Text under study Start Marker

In Chapter 7, I return to the broader context of Cuyo Cuyo society to understand differences in male and female symptom reports. Gold mining poses health risks for men, especially when they migrate to the tropical lowlands. Yet ultimately the cash men earn gives them social and economic power in Cuyo Cuyo. Women are placed in a paradoxical position. Their important roles in maintaining Cuyo Cuyo culture through agricultural work and through biological and social reproduction are valued and encouraged by men. Yet, these same roles are the ones least valued in the outside world, whose values are being incorporated into Cuyo Cuyo culture, particularly through seasonal male migration. The context of Cuyo Cuyo's economic and social transformation is an essential backdrop to the analysis of women's reproductive symptoms and illnesses in the chapter that follows.

In Chapter 8, I return to the question of why women blame many of their symptoms and illnesses on childbirth, utilizing a critical-interpretive framework. I focus on a set of reproductive illnesses including madre onqoy, sobreparto, and sopla. While the ultimate cause of these illnesses is reported to be childbirth, proximate causes range from reproductive events and physiology, the strain of women's daily work routines in agriculture and in the home, exposure to temperature extremes in the worksite, to domestic violence, the most physical reminder of women's subordination to their husbands. I illustrate how, through reproductive illnesses, Cuyo Cuyo women intertwine their experiences in biological and social reproduction, and their experiences of gender relations in Cuyo Cuyo. Through reproductive illnesses they express and embody their distress and suffering as they carry out their multiple social and biological roles within the context of sexual subordination.

In Chapter 9, I link this study to broader methodological and theoretical issues in anthropology as a whole, as well as in the areas of international health, Andean studies, medical anthropology, and gender studies. Most important, this study illustrates that the human body and illness have sociocultural and political, as well as biological, dimensions. A multi-dimensional approach to the body and illness is essential in any context, and especially in the realm of women's health. I also underscore the need to acknowledge women's roles in biological reproduction in economic theory and in social theory in general.

Text under study End Marker
Data to examine Start Marker

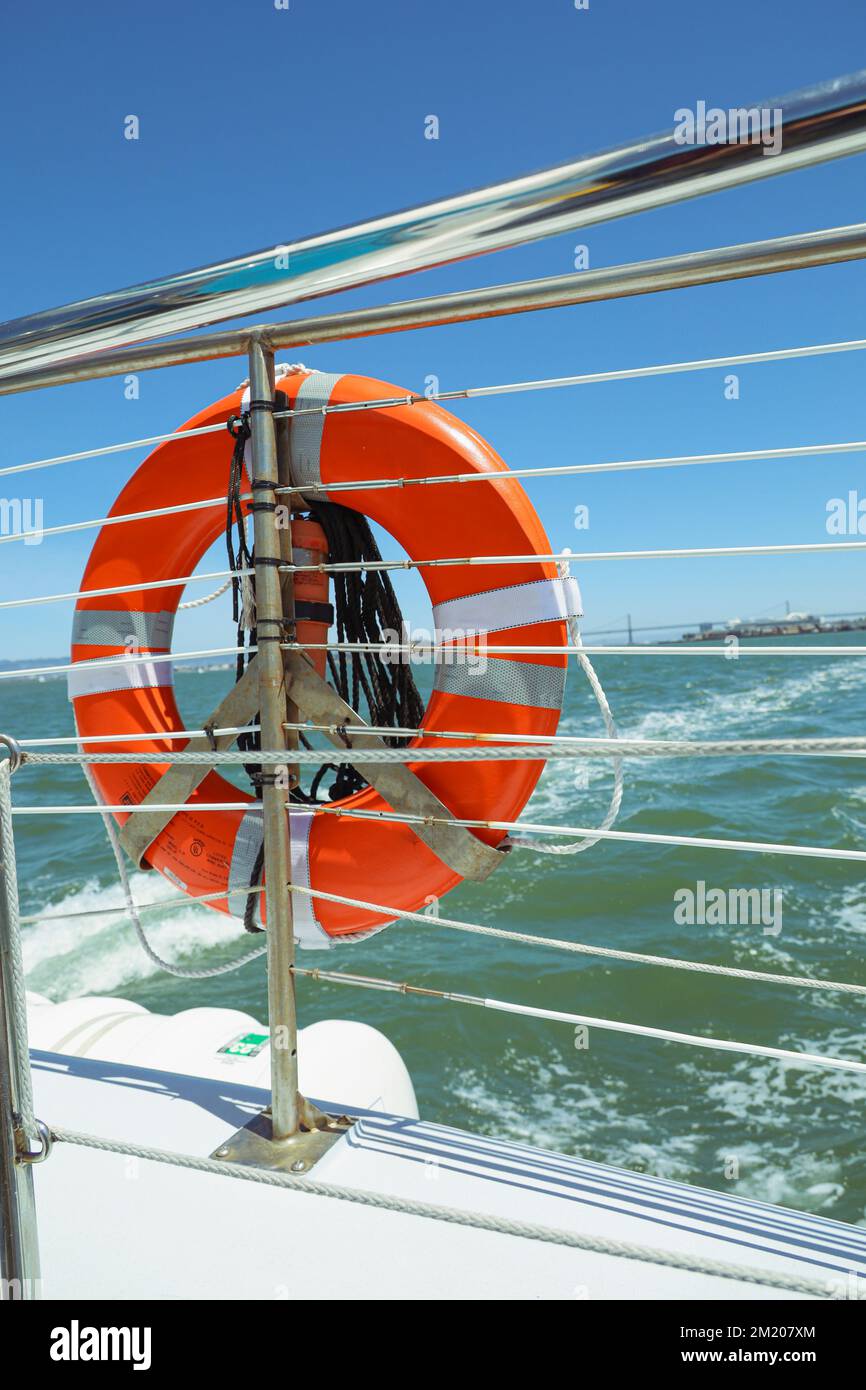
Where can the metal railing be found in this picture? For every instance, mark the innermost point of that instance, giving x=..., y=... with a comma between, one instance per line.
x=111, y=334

Data to examine End Marker
Data to examine Start Marker

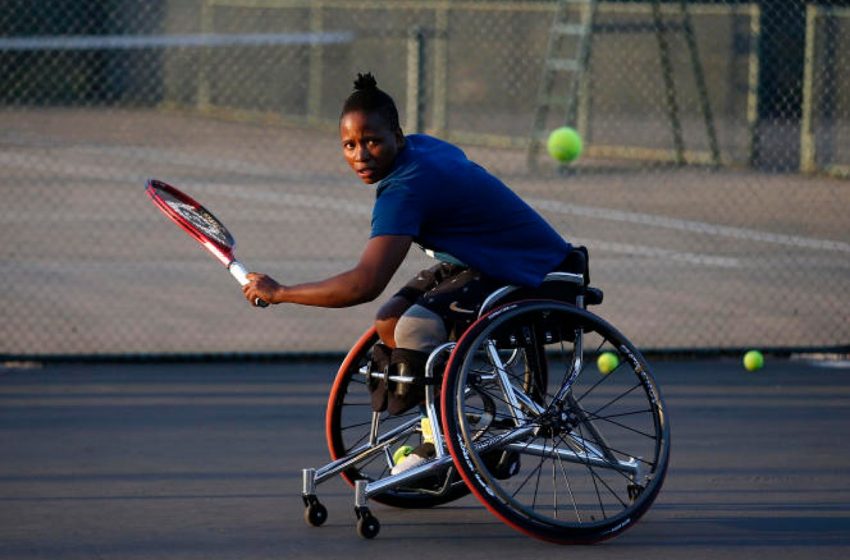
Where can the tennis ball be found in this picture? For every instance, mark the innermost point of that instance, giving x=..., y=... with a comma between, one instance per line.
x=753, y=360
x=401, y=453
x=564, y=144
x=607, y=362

Data to examine End Marker

= Your assignment =
Set down, word for word, the part of the Cuyo Cuyo text above that opens with the words containing "In Chapter 9, I" and closes with "theory in general.".

= Expected answer =
In Chapter 9, I link this study to broader methodological and theoretical issues in anthropology as a whole, as well as in the areas of international health, Andean studies, medical anthropology, and gender studies. Most important, this study illustrates that the human body and illness have sociocultural and political, as well as biological, dimensions. A multi-dimensional approach to the body and illness is essential in any context, and especially in the realm of women's health. I also underscore the need to acknowledge women's roles in biological reproduction in economic theory and in social theory in general.